─── Extracted data ───

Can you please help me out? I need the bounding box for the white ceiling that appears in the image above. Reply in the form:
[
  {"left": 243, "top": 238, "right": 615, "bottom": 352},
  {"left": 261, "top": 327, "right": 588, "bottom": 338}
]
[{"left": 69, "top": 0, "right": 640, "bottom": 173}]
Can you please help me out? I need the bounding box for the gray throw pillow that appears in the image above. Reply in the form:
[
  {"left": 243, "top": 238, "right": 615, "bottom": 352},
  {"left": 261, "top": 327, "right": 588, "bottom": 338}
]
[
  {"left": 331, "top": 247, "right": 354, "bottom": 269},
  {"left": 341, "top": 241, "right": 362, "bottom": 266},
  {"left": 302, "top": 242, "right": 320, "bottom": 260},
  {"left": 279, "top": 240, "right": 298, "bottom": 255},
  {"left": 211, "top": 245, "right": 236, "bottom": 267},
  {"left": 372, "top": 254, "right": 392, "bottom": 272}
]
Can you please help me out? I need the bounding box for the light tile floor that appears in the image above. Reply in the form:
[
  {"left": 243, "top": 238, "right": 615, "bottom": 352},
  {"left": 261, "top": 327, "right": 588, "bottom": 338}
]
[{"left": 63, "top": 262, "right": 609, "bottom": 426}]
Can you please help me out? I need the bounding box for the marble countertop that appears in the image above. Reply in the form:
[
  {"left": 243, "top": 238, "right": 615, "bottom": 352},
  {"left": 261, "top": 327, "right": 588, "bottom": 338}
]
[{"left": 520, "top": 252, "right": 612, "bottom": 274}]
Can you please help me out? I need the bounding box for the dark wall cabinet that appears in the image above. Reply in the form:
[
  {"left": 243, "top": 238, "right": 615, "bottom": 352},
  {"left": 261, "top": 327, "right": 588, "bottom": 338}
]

───

* _The task_: Report, for the data above, every line in which the string "need" appears.

* _Result of the task_:
Can you please help me out? I need the bounding box for the white ceiling that appears in the image above. Reply in the form:
Can you please help me out? I need the bounding box for the gray throw pillow that appears in the image above. Reply in the form:
Can you please help me out? I need the bounding box for the light tile floor that appears in the image above. Reply in the form:
Can you please help me out? I need the bounding box for the marble countertop that appears in the image above. Reply in the form:
Can you please help me out? I need the bounding box for the dark wall cabinet that appears in the image above. Reply in the form:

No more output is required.